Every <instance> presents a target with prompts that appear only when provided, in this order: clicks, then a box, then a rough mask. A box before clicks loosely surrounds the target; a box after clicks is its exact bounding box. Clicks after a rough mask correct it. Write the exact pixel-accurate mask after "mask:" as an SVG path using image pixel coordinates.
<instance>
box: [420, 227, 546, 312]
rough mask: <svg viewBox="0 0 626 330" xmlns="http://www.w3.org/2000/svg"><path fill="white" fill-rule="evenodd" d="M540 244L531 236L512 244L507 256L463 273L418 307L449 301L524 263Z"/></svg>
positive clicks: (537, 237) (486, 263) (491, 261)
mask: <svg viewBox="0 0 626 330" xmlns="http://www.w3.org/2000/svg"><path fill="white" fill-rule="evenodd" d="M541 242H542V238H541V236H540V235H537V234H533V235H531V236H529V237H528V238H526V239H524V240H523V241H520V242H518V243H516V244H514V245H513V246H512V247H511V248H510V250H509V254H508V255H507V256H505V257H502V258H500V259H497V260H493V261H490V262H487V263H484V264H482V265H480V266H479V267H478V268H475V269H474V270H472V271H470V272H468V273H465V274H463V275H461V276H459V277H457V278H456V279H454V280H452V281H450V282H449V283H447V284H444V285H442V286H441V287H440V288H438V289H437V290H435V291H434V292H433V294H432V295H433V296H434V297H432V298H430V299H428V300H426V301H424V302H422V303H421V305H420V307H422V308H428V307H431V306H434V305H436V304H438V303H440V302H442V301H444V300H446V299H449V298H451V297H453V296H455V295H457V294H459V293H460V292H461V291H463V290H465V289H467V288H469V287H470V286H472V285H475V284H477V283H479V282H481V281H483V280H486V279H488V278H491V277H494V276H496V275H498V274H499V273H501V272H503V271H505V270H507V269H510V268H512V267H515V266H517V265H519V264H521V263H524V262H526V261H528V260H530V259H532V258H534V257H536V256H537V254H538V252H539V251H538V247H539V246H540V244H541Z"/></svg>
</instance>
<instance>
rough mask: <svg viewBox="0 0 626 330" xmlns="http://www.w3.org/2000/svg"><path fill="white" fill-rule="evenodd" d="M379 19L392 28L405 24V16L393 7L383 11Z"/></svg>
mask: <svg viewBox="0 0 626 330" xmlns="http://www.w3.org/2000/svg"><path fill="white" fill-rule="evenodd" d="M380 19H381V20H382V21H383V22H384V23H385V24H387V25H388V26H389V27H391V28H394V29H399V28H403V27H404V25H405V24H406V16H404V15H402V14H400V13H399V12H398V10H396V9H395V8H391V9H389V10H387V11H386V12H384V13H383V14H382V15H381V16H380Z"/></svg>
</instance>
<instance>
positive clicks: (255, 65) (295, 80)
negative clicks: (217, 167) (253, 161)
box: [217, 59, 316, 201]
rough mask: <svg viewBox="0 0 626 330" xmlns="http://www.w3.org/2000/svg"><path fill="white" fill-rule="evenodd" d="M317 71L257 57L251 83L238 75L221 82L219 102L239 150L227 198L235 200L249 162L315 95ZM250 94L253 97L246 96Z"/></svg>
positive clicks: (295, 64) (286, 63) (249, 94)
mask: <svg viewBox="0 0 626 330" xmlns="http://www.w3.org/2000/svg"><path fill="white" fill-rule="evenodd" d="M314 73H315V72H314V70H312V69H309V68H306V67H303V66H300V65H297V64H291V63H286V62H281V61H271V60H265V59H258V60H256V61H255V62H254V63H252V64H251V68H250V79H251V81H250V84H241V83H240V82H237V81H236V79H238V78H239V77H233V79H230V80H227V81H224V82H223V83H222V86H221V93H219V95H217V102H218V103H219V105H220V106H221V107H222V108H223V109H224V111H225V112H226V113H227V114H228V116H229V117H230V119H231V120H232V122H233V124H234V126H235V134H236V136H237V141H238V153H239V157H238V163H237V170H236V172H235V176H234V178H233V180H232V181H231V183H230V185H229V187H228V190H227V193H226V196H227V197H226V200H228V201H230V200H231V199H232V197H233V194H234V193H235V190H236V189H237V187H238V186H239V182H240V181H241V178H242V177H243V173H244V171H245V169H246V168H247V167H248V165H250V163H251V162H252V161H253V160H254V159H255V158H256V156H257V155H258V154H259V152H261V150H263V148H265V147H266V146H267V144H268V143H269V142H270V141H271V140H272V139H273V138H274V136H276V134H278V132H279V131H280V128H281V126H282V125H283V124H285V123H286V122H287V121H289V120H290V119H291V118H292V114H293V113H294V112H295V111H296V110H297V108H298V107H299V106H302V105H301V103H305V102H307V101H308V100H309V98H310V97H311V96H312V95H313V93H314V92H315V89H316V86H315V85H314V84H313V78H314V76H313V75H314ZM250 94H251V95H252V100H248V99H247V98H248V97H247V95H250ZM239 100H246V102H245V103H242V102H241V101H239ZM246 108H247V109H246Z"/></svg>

--------------------------------

What needs to be done =
Would you please return all of the data exactly?

Solution =
Every <instance> presents a target with prompts that appear only when provided, in this order: clicks, then a box, then a rough mask. A box before clicks loosely surrounds the target; a box after clicks is its exact bounding box. Clicks after a rough mask correct it. Write the exact pixel-accurate mask after "mask:" as an SVG path using image pixel coordinates.
<instance>
box: [420, 227, 546, 312]
rough mask: <svg viewBox="0 0 626 330" xmlns="http://www.w3.org/2000/svg"><path fill="white" fill-rule="evenodd" d="M540 244L531 236L512 244L507 256L463 273L418 307L449 301L524 263Z"/></svg>
positive clicks: (537, 237) (486, 263) (491, 261)
mask: <svg viewBox="0 0 626 330" xmlns="http://www.w3.org/2000/svg"><path fill="white" fill-rule="evenodd" d="M541 242H542V238H541V236H540V235H537V234H533V235H531V236H529V237H528V238H526V239H524V240H523V241H520V242H518V243H516V244H514V245H513V246H512V247H511V248H510V250H509V254H508V255H507V256H505V257H502V258H500V259H497V260H493V261H490V262H487V263H484V264H482V265H480V266H479V267H478V268H475V269H474V270H472V271H470V272H468V273H465V274H463V275H461V276H459V277H457V278H456V279H454V280H452V281H450V282H449V283H447V284H444V285H442V286H441V287H440V288H438V289H437V290H435V291H434V292H433V294H432V295H433V296H434V297H432V298H430V299H428V300H426V301H424V302H422V303H421V305H420V307H422V308H428V307H431V306H434V305H436V304H438V303H440V302H442V301H444V300H446V299H449V298H451V297H453V296H455V295H457V294H459V293H460V292H461V291H463V290H465V289H467V288H469V287H470V286H472V285H475V284H477V283H479V282H481V281H483V280H486V279H488V278H491V277H494V276H496V275H498V274H499V273H501V272H503V271H505V270H507V269H510V268H512V267H515V266H517V265H519V264H521V263H524V262H526V261H528V260H530V259H532V258H534V257H536V256H537V254H538V252H539V251H538V247H539V246H540V244H541Z"/></svg>
</instance>
<instance>
rough mask: <svg viewBox="0 0 626 330" xmlns="http://www.w3.org/2000/svg"><path fill="white" fill-rule="evenodd" d="M379 19L392 28L405 24V16L393 7L383 11Z"/></svg>
mask: <svg viewBox="0 0 626 330" xmlns="http://www.w3.org/2000/svg"><path fill="white" fill-rule="evenodd" d="M380 19H381V20H382V21H383V22H384V23H385V24H387V25H388V26H389V27H391V28H394V29H399V28H403V27H404V25H405V24H406V16H404V15H402V14H400V13H399V12H398V10H396V9H395V8H391V9H389V10H387V11H386V12H384V13H383V14H382V15H381V16H380Z"/></svg>
</instance>
<instance>
positive clicks: (255, 65) (295, 80)
negative clicks: (217, 167) (253, 161)
box: [217, 59, 316, 201]
rough mask: <svg viewBox="0 0 626 330" xmlns="http://www.w3.org/2000/svg"><path fill="white" fill-rule="evenodd" d="M317 71L257 57L251 83L238 75L221 82L219 102L239 150L227 198L235 200L249 162L315 95ZM250 94L253 97L246 96Z"/></svg>
positive clicks: (295, 64) (286, 63) (249, 94)
mask: <svg viewBox="0 0 626 330" xmlns="http://www.w3.org/2000/svg"><path fill="white" fill-rule="evenodd" d="M314 73H315V72H314V70H312V69H309V68H306V67H303V66H300V65H297V64H291V63H286V62H281V61H271V60H265V59H258V60H256V61H255V62H254V63H252V64H251V68H250V79H251V81H250V84H241V83H240V82H237V81H236V79H238V78H239V77H233V79H230V80H227V81H224V82H223V83H222V86H221V93H219V95H217V102H218V103H219V105H220V106H221V107H222V108H223V109H224V111H225V112H226V113H227V114H228V116H229V117H230V119H231V120H232V122H233V124H234V126H235V134H236V136H237V141H238V153H239V157H238V163H237V170H236V172H235V176H234V178H233V180H232V181H231V183H230V185H229V187H228V190H227V193H226V196H227V197H226V200H228V201H230V200H231V199H232V197H233V194H234V193H235V190H236V189H237V187H238V186H239V182H240V181H241V178H242V177H243V173H244V171H245V169H246V168H247V167H248V165H250V163H251V162H252V161H253V160H254V159H255V158H256V156H257V155H258V154H259V152H261V150H263V148H265V147H266V146H267V144H268V143H269V142H270V141H271V140H272V139H273V138H274V136H276V134H278V132H279V131H280V128H281V126H282V125H283V124H285V123H286V122H287V121H289V120H290V119H291V118H292V114H293V113H294V112H295V111H296V110H297V108H298V107H299V106H302V105H301V103H305V102H307V101H308V100H309V98H310V97H311V96H312V95H313V93H314V92H315V89H316V86H315V85H314V84H313V78H314V76H313V75H314ZM250 94H251V95H252V100H248V99H247V98H248V97H247V95H250ZM239 100H246V102H245V103H242V102H241V101H239ZM246 108H247V109H246Z"/></svg>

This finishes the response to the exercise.